* REQUIRED ACTION:
Answer these questions from the essay on fall and change:
1. To whom is the opening quotation attributed?
2. In what region does the writer live?
3. Over how many months does the text say everyone has faced extraordinary change?

* PAGE TEXT:
■ ■ ■ ■ ■

“Life starts all over again when it gets crisp in the fall.”
F. Scott Fitzgerald
It is officially fall, a season of change, and a time to witness the glory of fall leaves and shed the old before moving ahead. It is a season of change. Living in Southern California Fall isn’t usually a season for us. Sure we all fake it with decor and pumpkins but nature isn’t showing us the way as it does in the rest of the country. So this weekend, as I head to the east to catch a glimpse of real Fall, I find myself pondering the greater meaning of the changing of the seasons.
Change
These past seven months every one of us has faced extraordinary change in one way or another. Whether it’s as simple as not going to church, as difficult as not going to school, or as complicated as health issues, missing elderly family members, financial struggles, or employment. In one way or another, we have all experienced incredible change and loss. Some days it feels as if we are living in an alternate universe with our sense of “normalcy” gone. Many of us are waiting for things to “return to normal.”

■ ■ ■ ■ ■

* DATA SECTION:
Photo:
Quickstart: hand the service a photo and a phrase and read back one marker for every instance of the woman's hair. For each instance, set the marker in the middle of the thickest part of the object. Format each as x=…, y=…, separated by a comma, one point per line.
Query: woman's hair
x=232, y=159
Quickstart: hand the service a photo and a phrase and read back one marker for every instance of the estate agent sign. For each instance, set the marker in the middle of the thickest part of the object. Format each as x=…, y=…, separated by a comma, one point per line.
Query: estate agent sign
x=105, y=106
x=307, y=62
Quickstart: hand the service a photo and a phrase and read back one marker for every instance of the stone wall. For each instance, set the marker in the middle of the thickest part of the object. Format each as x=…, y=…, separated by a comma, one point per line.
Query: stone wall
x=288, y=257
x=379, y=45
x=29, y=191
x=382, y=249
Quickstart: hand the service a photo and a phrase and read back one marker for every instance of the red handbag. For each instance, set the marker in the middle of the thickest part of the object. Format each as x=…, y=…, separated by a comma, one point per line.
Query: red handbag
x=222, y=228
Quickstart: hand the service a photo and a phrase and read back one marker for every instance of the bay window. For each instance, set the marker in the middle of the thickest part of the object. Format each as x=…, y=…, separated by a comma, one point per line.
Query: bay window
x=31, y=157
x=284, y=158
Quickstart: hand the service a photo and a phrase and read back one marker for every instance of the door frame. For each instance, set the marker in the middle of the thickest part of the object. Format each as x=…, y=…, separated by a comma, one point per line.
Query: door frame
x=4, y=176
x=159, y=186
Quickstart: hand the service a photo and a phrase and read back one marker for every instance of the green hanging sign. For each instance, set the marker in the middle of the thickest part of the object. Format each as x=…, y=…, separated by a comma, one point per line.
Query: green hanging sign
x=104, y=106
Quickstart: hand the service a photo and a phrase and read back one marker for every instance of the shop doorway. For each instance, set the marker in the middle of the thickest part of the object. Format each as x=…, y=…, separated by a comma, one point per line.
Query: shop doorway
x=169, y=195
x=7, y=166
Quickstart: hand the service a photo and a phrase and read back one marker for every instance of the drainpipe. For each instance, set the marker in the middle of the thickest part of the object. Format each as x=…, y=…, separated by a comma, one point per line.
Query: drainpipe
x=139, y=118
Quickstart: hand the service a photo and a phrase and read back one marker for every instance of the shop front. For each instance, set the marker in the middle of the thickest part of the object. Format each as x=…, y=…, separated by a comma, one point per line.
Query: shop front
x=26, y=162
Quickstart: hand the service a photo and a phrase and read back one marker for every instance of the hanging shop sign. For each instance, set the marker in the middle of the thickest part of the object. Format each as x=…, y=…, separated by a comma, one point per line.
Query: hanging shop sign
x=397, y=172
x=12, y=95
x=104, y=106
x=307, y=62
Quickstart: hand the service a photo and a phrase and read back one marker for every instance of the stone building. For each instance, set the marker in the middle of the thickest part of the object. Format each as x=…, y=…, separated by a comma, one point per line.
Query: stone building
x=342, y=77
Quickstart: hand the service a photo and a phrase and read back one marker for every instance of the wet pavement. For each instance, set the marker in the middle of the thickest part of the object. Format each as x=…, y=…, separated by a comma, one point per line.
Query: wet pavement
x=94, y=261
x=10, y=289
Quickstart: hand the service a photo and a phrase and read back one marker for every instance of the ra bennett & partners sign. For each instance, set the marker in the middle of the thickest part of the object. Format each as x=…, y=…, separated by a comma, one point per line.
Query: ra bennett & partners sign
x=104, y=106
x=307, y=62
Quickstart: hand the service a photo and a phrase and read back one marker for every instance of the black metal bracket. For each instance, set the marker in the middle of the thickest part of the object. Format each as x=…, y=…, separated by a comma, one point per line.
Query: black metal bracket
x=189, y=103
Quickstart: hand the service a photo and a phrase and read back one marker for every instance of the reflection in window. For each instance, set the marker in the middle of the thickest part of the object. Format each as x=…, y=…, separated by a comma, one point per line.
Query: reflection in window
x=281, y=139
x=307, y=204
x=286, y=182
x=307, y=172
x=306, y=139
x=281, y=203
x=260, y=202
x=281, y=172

■ ■ ■ ■ ■

* EXERCISE SOLUTION:
1. F. Scott Fitzgerald
2. Southern California
3. Seven